### Requirement
Line by line, retype the material exactly and leave each picture out.

#### Input for this task

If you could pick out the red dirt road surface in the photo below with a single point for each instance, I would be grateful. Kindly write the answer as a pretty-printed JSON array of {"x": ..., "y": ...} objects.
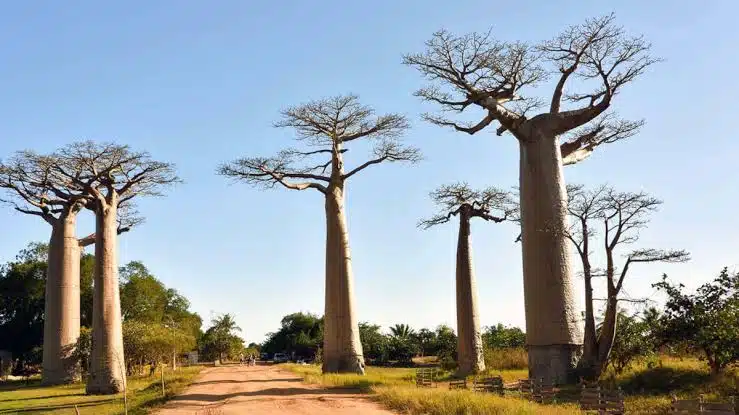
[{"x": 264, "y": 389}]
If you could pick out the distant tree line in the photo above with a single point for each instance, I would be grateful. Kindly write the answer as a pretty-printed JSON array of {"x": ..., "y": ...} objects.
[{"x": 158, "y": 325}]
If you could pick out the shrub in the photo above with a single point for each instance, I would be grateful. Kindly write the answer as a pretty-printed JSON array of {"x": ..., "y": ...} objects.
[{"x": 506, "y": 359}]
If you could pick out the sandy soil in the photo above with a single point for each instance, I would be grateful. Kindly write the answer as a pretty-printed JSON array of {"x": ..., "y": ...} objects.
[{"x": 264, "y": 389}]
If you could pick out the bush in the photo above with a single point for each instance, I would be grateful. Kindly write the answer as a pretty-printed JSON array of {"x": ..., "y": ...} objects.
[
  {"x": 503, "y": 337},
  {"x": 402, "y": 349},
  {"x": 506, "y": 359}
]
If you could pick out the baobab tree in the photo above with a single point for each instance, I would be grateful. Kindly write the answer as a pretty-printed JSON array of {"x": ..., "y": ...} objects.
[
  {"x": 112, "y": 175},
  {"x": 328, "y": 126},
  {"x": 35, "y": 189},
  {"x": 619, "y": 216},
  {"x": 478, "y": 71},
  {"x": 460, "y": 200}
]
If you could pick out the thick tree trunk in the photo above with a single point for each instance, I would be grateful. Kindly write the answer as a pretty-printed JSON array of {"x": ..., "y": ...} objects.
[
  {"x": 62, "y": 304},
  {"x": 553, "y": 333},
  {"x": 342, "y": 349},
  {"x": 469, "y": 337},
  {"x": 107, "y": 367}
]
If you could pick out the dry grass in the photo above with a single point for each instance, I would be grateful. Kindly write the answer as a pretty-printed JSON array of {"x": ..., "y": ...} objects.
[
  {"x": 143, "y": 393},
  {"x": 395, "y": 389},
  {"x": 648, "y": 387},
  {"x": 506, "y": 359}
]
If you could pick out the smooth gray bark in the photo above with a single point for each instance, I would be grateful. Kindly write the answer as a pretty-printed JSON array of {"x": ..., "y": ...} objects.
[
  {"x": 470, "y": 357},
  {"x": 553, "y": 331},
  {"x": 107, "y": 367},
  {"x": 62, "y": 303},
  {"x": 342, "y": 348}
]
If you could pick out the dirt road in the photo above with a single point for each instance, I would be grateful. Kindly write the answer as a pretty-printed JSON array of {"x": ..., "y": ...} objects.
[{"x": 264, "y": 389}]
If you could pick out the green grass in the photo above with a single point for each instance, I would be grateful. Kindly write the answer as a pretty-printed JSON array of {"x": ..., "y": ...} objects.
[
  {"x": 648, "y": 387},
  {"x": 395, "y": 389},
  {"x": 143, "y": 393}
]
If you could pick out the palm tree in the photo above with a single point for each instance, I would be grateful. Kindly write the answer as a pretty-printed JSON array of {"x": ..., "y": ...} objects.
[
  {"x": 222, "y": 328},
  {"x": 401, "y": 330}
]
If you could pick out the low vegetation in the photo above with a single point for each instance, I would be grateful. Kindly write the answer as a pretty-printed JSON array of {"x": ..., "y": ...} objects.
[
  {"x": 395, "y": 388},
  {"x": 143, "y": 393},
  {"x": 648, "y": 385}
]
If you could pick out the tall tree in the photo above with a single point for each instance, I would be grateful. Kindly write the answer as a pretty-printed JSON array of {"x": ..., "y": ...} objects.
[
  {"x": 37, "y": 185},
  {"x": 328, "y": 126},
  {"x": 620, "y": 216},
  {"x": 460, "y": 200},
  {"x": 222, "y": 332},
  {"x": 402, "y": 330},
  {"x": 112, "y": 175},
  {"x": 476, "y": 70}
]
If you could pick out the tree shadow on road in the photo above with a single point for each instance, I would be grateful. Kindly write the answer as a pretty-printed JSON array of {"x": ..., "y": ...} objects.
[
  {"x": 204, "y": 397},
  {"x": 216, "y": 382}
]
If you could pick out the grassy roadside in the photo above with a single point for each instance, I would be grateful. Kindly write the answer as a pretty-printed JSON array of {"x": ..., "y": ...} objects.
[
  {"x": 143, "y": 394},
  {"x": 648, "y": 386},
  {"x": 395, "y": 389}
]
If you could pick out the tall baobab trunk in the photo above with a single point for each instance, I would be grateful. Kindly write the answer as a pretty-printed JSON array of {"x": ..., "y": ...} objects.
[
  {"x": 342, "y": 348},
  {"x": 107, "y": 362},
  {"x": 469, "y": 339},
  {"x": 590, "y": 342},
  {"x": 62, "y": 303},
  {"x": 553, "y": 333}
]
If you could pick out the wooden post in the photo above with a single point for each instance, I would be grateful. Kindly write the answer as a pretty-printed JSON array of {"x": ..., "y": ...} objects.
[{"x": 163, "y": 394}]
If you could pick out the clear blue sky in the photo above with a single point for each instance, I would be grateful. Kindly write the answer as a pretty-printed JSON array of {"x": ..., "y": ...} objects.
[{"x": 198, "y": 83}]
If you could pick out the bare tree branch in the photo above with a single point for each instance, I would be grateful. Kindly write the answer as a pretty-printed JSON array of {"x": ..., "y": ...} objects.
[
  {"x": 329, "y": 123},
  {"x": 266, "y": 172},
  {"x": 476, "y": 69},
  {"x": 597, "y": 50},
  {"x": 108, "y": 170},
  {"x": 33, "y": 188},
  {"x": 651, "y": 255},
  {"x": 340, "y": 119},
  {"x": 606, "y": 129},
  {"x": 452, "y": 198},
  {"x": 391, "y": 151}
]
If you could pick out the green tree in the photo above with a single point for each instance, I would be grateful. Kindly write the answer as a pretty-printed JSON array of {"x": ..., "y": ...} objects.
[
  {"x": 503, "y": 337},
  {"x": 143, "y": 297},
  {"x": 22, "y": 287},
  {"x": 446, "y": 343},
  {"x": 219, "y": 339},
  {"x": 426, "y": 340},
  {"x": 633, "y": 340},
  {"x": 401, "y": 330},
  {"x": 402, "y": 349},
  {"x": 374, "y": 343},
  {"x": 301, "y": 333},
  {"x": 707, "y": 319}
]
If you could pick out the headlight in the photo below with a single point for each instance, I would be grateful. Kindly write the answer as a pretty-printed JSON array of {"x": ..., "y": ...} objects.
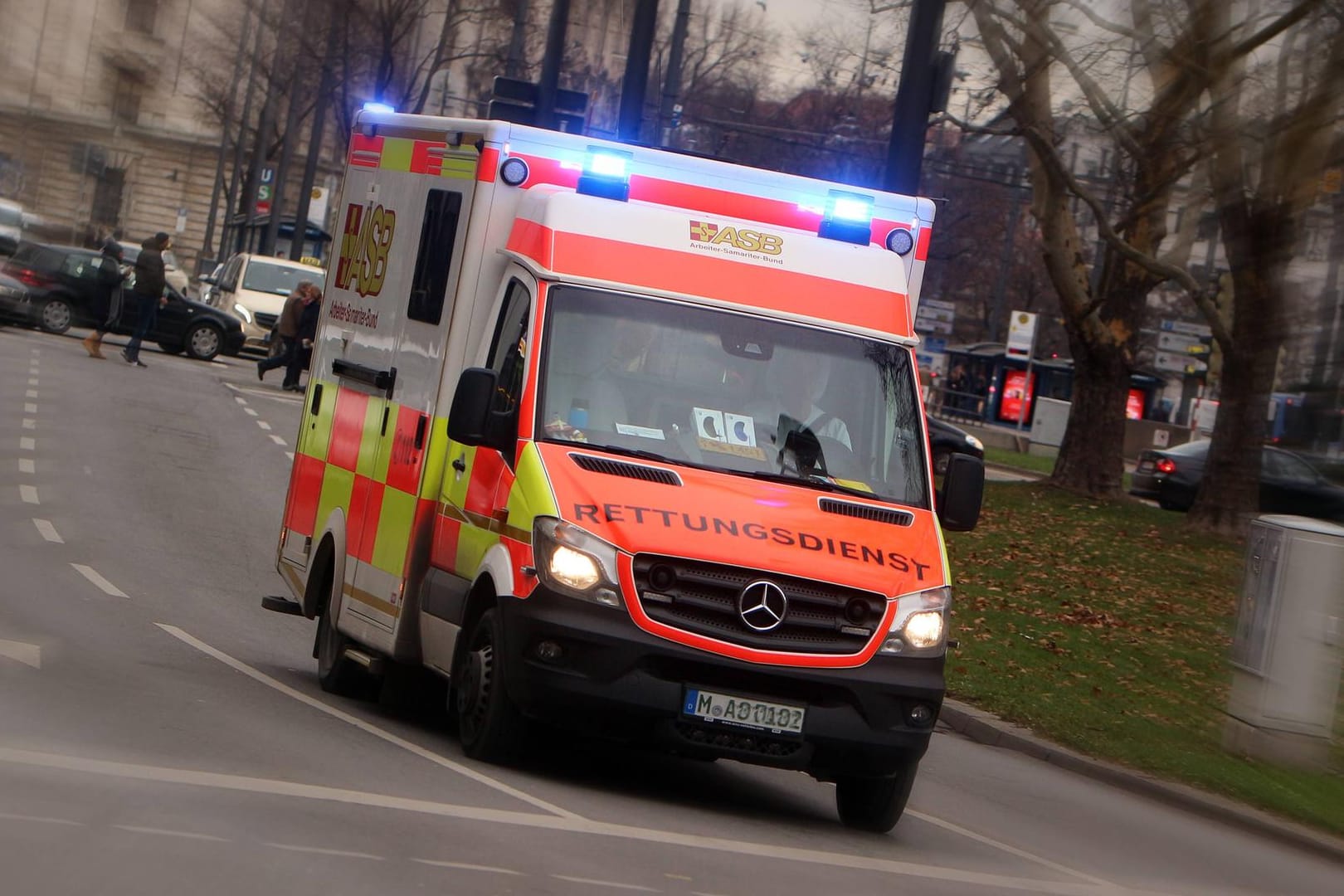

########

### Answer to the exercise
If you could pick out the red dirt road surface in the photo below with a single point for each instance, I would be grateful. Kindly write the answer as a pretty-printed JSON array of {"x": ..., "y": ...} objects.
[{"x": 264, "y": 389}]
If you could pick out the distant tree line in the photo above with a single point for each instance, I would be grateful. Kindly write the answer as a pretty-printed JSON array of {"x": ..., "y": ...} objects.
[{"x": 158, "y": 325}]
If you could pick out the shrub in the photo above with a single point for each instance, I would be grateful. Kindly write the answer as a pretty-printed JSON array of {"x": ..., "y": ...} objects.
[{"x": 506, "y": 359}]
If you could pick out the sandy soil in the photo above with a single point for each instance, I would be grateful. Kindly write the answer as a pretty-printed JSON array of {"x": ..., "y": ...} objects.
[{"x": 264, "y": 389}]
If you could pick out the bush in the photo above with a single point for each instance, I would be grateful. Kindly write the answer as a pretty-printed JSON array of {"x": ..., "y": ...} objects.
[
  {"x": 503, "y": 337},
  {"x": 402, "y": 349},
  {"x": 506, "y": 359}
]
If you could pick out the baobab tree in the photo above with a single point for each instance, I would be grateful. Kindly write the answer as a pretty-printed JSON array of {"x": ..., "y": ...} objects.
[
  {"x": 112, "y": 175},
  {"x": 328, "y": 126},
  {"x": 35, "y": 189},
  {"x": 619, "y": 216},
  {"x": 478, "y": 71},
  {"x": 460, "y": 200}
]
If you could pick out the thick tree trunk in the photo above with a single point for each instance, I would be grateful. Kindly write the answer as a pretty-printed JSON array of {"x": ..., "y": ...} objects.
[
  {"x": 62, "y": 304},
  {"x": 553, "y": 333},
  {"x": 342, "y": 349},
  {"x": 469, "y": 337},
  {"x": 107, "y": 367}
]
If you could pick out the dry grass in the photo above with a single point for each instance, I would be grateful. Kindly write the answer as a pretty-printed JSON array of {"x": ..., "y": ...} objects.
[
  {"x": 143, "y": 393},
  {"x": 395, "y": 389},
  {"x": 648, "y": 387},
  {"x": 506, "y": 359}
]
If you could pick out the smooth gray bark in the photo above with a single point for each instance, I would be grateful. Kindly write the answer as a pretty-printed JSON array of {"x": ..., "y": ...} objects.
[
  {"x": 470, "y": 357},
  {"x": 553, "y": 331},
  {"x": 107, "y": 367},
  {"x": 62, "y": 303},
  {"x": 342, "y": 348}
]
If you could pick out the dirt road in the photo above with a single point for each instance, I would be grateful. Kindly write the answer as a pretty-printed JSON array of {"x": ..., "y": ...} objects.
[{"x": 264, "y": 389}]
If you could pick out the green grass in the photo above with a single point for each instance, I would be grateful. Kindly write the answer as a pretty-printed JSON array of {"x": ..., "y": ...} objects.
[
  {"x": 648, "y": 387},
  {"x": 395, "y": 389},
  {"x": 143, "y": 393}
]
If you could pick out the palm tree in the photo above with a single point for each instance, I would be grateful. Kindly write the answer as a pretty-printed JSON array of {"x": ..., "y": ...} objects.
[
  {"x": 222, "y": 328},
  {"x": 401, "y": 330}
]
If you could pick out the low vegetation in the photo above with a single point for each instance, I would be grateful. Kindly write the answer as a pretty-printed JSON array of {"x": ..., "y": ...} objects.
[
  {"x": 395, "y": 388},
  {"x": 143, "y": 393},
  {"x": 648, "y": 385}
]
If you could pick out the tall tree in the photo above with a single point for each instance, I would be grateful. Kindly write the answer as a pretty-printed JSON array of {"x": ..., "y": ...} objects.
[
  {"x": 37, "y": 185},
  {"x": 328, "y": 126},
  {"x": 620, "y": 216},
  {"x": 460, "y": 200},
  {"x": 222, "y": 332},
  {"x": 402, "y": 330},
  {"x": 112, "y": 175},
  {"x": 476, "y": 70}
]
If you could pick out the tree shadow on road in the photo above with a single point for each instance, I would be grateful. Kindly write the answer as a pretty-printed JSON array of {"x": ..., "y": ...} objects.
[
  {"x": 204, "y": 397},
  {"x": 216, "y": 382}
]
If you could pick out the grassy roadside in the photo above with a single point for each instance, I would be grateful. Kindly write the answer as a pretty-printed JSON array of {"x": ..., "y": ...} objects.
[
  {"x": 143, "y": 394},
  {"x": 648, "y": 386},
  {"x": 395, "y": 389}
]
If you could pick out the tall baobab trunk in the photo above with a single point for each instance, I would be grateful. Kindly write the answer as a pretty-printed JSON array of {"x": ..., "y": ...} objects.
[
  {"x": 342, "y": 348},
  {"x": 107, "y": 362},
  {"x": 469, "y": 339},
  {"x": 590, "y": 342},
  {"x": 62, "y": 303},
  {"x": 553, "y": 333}
]
If you could pick out the wooden post in the photo above with a single point for each instance, I would be grateful. Kindly write the answer as a pretty-printed JSON array of {"x": ..., "y": ...} objects.
[{"x": 163, "y": 394}]
If you could pick out the clear blue sky in the photo above with a single point for each instance, I would be grateful. Kindly write the answer as a pretty-printed JSON array of {"x": ..., "y": ...} objects.
[{"x": 198, "y": 83}]
If you could pick out the bare tree branch in the photo above with a single point for each instance, I would be grateful. Kindly write the answer as a pretty-printed JSON array of {"x": ..., "y": ...} objects.
[
  {"x": 329, "y": 123},
  {"x": 266, "y": 172},
  {"x": 476, "y": 69},
  {"x": 597, "y": 50},
  {"x": 108, "y": 170},
  {"x": 33, "y": 188},
  {"x": 651, "y": 255},
  {"x": 340, "y": 119},
  {"x": 606, "y": 129},
  {"x": 452, "y": 198},
  {"x": 391, "y": 151}
]
If you could pick out the green tree in the photo above with a single point for each instance, I would be grateful. Kindly write the answer as a pretty-printed JSON array of {"x": ..., "y": ...} objects.
[
  {"x": 503, "y": 337},
  {"x": 143, "y": 297},
  {"x": 22, "y": 287},
  {"x": 446, "y": 343},
  {"x": 219, "y": 339},
  {"x": 426, "y": 340},
  {"x": 633, "y": 340},
  {"x": 401, "y": 330},
  {"x": 402, "y": 349},
  {"x": 374, "y": 343},
  {"x": 301, "y": 333},
  {"x": 707, "y": 319}
]
If you could pick out the headlight in the photo below with a single point for each instance, I would be grateful. Kindly write the answer as a pretty-printed JSON array of {"x": ..., "y": ...} objects.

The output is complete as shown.